## EXERCISE TASK
Rewrite the rows below as a JSON list of strings, with one string per line and no blank lines. Leave the pictures out.

(Segmentation data)
## BEGIN

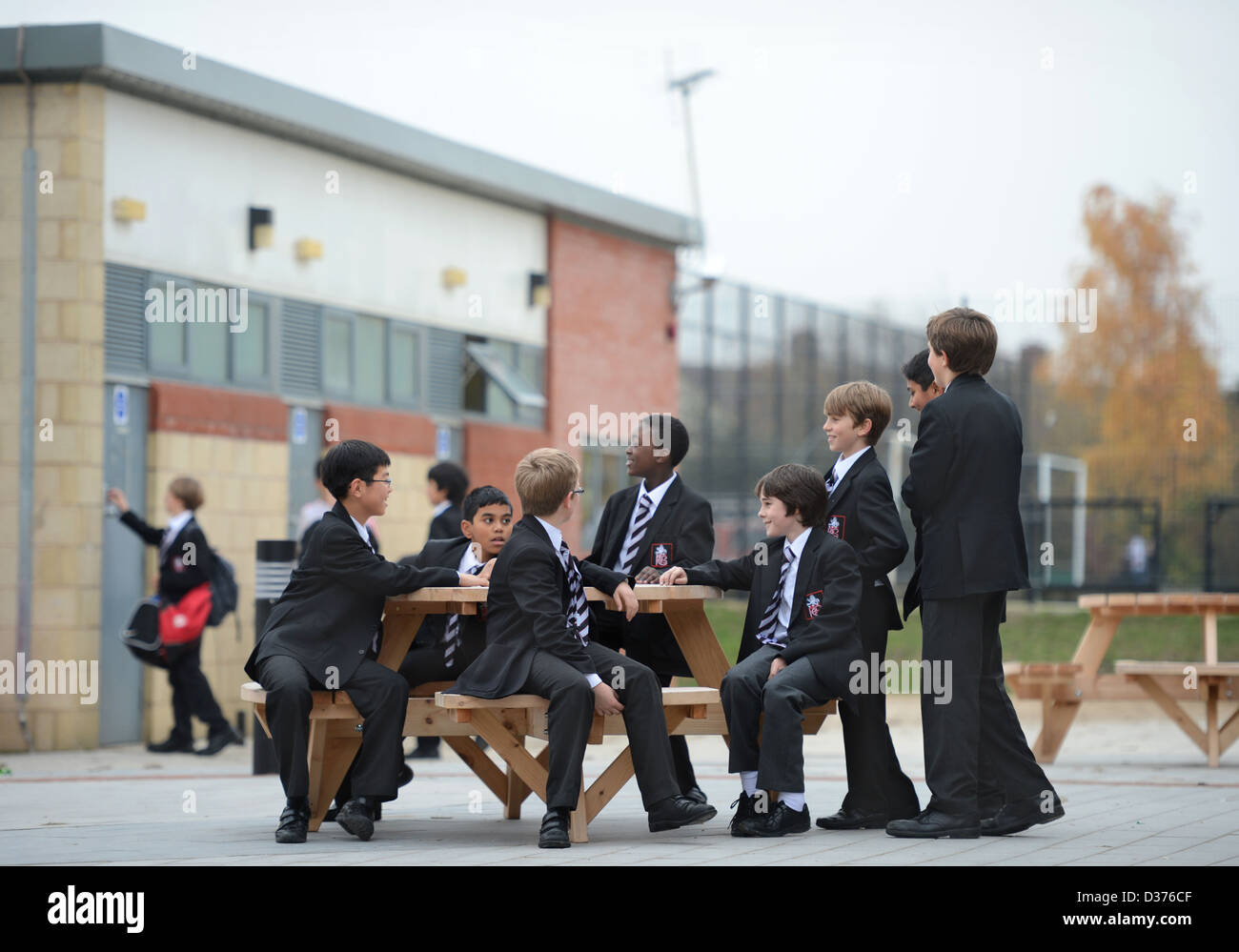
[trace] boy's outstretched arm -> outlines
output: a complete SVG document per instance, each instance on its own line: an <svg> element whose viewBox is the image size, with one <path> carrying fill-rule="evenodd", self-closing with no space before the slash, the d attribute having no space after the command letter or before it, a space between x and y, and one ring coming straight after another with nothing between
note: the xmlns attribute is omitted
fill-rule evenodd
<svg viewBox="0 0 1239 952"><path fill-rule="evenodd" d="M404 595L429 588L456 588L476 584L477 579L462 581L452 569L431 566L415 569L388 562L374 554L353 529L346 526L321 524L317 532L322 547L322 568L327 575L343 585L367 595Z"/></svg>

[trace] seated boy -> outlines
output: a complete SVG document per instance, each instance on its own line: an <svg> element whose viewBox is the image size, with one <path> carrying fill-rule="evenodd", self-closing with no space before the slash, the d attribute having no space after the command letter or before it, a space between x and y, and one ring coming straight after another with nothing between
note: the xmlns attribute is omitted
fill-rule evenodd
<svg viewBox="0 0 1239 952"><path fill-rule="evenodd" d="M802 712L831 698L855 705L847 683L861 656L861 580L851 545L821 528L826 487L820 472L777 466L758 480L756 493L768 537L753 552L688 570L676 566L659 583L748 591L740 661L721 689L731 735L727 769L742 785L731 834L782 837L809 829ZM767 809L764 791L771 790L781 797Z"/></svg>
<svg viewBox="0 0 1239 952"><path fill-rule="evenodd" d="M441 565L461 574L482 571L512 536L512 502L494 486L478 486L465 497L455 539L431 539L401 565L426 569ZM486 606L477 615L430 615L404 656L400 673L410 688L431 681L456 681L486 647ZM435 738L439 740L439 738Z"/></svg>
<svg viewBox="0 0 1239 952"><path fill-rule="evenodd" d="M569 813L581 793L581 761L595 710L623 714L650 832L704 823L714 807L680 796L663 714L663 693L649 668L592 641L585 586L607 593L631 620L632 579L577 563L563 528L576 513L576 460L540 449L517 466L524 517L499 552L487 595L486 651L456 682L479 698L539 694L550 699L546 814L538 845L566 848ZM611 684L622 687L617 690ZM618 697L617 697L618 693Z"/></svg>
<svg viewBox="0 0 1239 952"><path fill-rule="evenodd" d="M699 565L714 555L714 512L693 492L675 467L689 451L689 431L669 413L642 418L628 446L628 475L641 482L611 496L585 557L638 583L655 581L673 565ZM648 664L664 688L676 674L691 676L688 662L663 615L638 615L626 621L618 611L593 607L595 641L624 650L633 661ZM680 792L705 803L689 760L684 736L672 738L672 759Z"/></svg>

## END

## THE ANSWER
[
  "[trace] boy's outstretched arm -> outlines",
  "output: a complete SVG document per instance, each instance on its own line: an <svg> element whose viewBox is the image size, with one <path> carrying fill-rule=\"evenodd\", self-closing with no space before the slash, the d attribute having no space after the command letter or before it, a space between x and y, and one ring coming straight after another with nothing between",
  "note: the xmlns attribute is omitted",
  "fill-rule evenodd",
  "<svg viewBox=\"0 0 1239 952\"><path fill-rule=\"evenodd\" d=\"M404 595L429 588L456 588L476 584L477 579L462 581L452 569L431 566L415 569L388 562L374 554L353 529L346 526L321 524L317 532L322 547L322 568L327 575L343 585L367 595Z\"/></svg>",
  "[trace] seated boy -> outlines",
  "output: a complete SVG document per instance, each instance on its own line: an <svg> element whose viewBox is the image size, with one <path> carrying fill-rule=\"evenodd\", self-closing with no space before the slash, the d attribute having no space after the command letter or before it, a space between x and y, and one ring coming straight after another with nothing between",
  "note: the xmlns attribute is omitted",
  "fill-rule evenodd",
  "<svg viewBox=\"0 0 1239 952\"><path fill-rule=\"evenodd\" d=\"M802 712L831 698L855 705L847 683L861 656L861 580L851 545L821 528L826 487L820 472L777 466L758 480L756 493L768 537L753 552L688 570L676 566L659 583L748 591L740 661L721 689L731 735L727 769L742 785L731 834L782 837L809 829ZM767 809L764 791L771 790L781 797Z\"/></svg>",
  "<svg viewBox=\"0 0 1239 952\"><path fill-rule=\"evenodd\" d=\"M441 565L461 574L482 571L512 536L512 502L494 486L478 486L465 497L455 539L431 539L401 565L426 569ZM486 606L477 615L430 615L404 656L400 673L410 688L431 681L456 681L486 647ZM435 738L439 740L439 738Z\"/></svg>",
  "<svg viewBox=\"0 0 1239 952\"><path fill-rule=\"evenodd\" d=\"M569 813L581 793L581 761L595 710L623 714L650 832L704 823L714 807L680 796L663 714L663 693L649 668L592 641L585 586L607 593L631 620L632 579L577 563L563 528L576 513L576 460L540 449L517 466L524 517L499 552L487 595L486 651L456 682L479 698L539 694L550 699L546 814L538 845L566 848ZM611 684L622 687L617 690ZM618 697L617 697L618 693Z\"/></svg>",
  "<svg viewBox=\"0 0 1239 952\"><path fill-rule=\"evenodd\" d=\"M699 565L714 555L714 512L693 492L675 467L689 451L689 431L669 413L642 418L628 446L628 475L641 482L611 496L585 557L638 583L655 581L673 565ZM648 664L664 688L676 674L691 676L688 662L663 615L638 615L626 621L618 611L593 607L595 641L624 650L633 661ZM680 792L705 803L689 760L684 736L672 738L672 759Z\"/></svg>"
]